Collection entries
______________________________

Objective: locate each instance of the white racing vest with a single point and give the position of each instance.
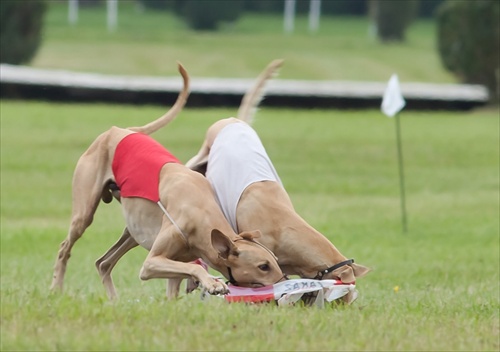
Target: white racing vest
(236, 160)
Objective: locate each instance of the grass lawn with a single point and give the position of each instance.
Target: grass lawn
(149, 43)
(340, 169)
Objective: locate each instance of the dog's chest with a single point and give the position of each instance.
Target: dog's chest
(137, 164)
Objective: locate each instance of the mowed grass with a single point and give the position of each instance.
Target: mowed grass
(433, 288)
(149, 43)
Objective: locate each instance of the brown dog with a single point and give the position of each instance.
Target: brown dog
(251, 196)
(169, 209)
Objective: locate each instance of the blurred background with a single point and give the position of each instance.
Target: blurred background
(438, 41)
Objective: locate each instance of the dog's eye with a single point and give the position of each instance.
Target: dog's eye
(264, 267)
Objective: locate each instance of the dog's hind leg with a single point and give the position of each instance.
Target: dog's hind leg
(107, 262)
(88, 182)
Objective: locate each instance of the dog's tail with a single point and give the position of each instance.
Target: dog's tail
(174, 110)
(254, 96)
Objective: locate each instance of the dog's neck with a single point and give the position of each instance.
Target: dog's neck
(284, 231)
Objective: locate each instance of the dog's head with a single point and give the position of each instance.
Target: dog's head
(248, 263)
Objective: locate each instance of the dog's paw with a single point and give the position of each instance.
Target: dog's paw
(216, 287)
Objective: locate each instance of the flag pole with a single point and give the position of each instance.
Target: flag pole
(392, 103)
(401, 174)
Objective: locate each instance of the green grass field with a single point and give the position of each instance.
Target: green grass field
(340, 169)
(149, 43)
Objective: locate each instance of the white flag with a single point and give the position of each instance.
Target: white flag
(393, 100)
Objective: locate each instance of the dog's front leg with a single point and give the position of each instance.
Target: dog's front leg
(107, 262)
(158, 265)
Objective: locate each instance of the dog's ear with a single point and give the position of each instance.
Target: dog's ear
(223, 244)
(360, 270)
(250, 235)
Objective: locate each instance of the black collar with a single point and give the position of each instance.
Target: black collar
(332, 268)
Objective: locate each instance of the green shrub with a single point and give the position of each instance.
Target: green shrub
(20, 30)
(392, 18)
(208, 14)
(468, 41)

______________________________

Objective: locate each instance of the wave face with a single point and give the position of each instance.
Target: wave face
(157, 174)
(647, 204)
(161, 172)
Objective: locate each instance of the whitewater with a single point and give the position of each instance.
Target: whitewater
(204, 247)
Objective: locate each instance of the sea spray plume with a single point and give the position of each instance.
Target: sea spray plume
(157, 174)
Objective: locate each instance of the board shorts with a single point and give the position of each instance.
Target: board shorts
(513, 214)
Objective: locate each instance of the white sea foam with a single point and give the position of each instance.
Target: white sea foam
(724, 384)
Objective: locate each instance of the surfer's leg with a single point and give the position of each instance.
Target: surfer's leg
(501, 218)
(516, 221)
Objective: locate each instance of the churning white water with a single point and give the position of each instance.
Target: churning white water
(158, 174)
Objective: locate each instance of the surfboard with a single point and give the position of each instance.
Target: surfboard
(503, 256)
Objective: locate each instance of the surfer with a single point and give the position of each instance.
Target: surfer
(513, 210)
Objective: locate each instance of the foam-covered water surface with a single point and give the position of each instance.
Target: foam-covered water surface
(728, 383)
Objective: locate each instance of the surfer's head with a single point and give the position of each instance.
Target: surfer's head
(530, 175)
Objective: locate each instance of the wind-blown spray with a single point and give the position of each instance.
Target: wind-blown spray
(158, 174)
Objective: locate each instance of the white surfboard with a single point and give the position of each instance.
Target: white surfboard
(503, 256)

______________________________

* Task goal *
Which lines in the entries above contain the word "head"? Pick out each one and copy it in full, treating uppercase and lowercase as different.

* Answer for the task *
Objective: locate each instance of the dog's head with a single point and give the position of each instance.
Target: dog's head
Objective: locate each instance of the surfer's head with a single point and give the position of each instance.
Target: surfer's head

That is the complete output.